--- Work to complete ---
Rewrite the lines between the one containing "Batch annotation spec — target class: water" and the one containing "392,482,443,536", inclusive, replacing "Batch annotation spec" with "Labeling instruction" and leaving everything else unchanged. Return only those lines.

--- Records for the task ---
++++++++

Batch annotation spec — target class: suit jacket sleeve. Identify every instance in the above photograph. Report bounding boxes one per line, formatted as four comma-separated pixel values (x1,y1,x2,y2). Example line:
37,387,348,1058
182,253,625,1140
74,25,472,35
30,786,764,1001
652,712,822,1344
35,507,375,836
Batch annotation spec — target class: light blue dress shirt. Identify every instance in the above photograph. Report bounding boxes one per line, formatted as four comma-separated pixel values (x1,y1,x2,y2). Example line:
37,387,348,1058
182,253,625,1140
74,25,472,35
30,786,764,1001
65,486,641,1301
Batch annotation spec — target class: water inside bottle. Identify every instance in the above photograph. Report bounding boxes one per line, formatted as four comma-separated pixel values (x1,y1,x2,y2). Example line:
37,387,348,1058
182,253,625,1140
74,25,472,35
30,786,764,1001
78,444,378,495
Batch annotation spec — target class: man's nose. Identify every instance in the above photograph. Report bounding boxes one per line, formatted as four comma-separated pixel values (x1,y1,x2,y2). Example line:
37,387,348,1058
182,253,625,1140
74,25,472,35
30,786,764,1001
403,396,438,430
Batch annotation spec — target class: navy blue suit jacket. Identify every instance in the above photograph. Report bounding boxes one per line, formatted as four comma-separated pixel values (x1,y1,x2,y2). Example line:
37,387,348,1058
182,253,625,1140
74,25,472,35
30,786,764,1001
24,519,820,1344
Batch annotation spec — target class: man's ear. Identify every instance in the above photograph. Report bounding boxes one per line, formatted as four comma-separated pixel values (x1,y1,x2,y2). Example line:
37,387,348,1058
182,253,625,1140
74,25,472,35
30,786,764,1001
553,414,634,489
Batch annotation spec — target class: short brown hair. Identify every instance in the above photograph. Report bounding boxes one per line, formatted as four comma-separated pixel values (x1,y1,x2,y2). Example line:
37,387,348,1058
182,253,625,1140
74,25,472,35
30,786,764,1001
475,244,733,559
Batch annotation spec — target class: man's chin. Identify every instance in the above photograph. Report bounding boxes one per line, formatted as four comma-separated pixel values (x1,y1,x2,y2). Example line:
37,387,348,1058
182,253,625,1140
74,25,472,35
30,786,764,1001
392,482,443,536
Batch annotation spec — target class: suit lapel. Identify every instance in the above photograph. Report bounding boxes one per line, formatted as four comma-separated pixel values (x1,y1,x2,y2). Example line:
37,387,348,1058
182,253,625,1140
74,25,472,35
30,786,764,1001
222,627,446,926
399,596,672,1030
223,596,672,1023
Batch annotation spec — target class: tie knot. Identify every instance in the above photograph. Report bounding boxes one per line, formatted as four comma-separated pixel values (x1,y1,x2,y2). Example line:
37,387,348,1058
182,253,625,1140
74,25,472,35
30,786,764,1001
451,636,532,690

++++++++

--- The response ---
Labeling instruction — target class: water inside bottle. Identify every instance in the above photograph. Report bounding boxes one per line, formatted as four comma-separated pixel values (x1,y1,x2,y2). Example line:
37,387,348,1058
182,253,625,1140
74,25,472,35
30,786,764,1001
78,444,378,495
Labeling instruction — target class: man's nose. Identify every instance in the above photograph. Report bounding boxes one per line, formatted as four comma-separated pixel values (x1,y1,x2,y2). Example line:
37,387,348,1058
182,253,625,1140
74,25,472,35
30,786,764,1001
403,396,438,430
Labeling instruction — target class: navy blue suit jacket. Identify every instance in the above photograph. Report bounding boxes one per line, formatted as four comma-separated pixel values (x1,y1,x2,y2). Example line:
37,387,348,1058
182,253,625,1140
74,25,472,35
30,786,764,1001
24,519,820,1344
Labeling instruction — target class: man's ear. Identify every instance in the above photograph. Report bounding boxes one per line, formatted as four comma-separated pixel values (x1,y1,x2,y2). Example line:
37,387,348,1058
182,253,625,1140
74,25,472,35
30,786,764,1001
553,414,634,489
Labeling instruction — target class: short brown hair. Identify every instance in the above photograph. Report bounding boxes one per line, formatted as four comma-separated pixel values (x1,y1,x2,y2). Example line:
37,387,348,1058
182,253,625,1140
74,25,472,35
30,786,764,1001
475,244,733,559
Labeling instruction — target class: man's chin. Identify every instance in the above photograph. Report bounding boxes one per line, formatted as four comma-separated pixel values (x1,y1,x2,y2). Example line:
37,387,348,1058
182,253,625,1140
74,25,472,35
30,786,764,1001
392,482,443,536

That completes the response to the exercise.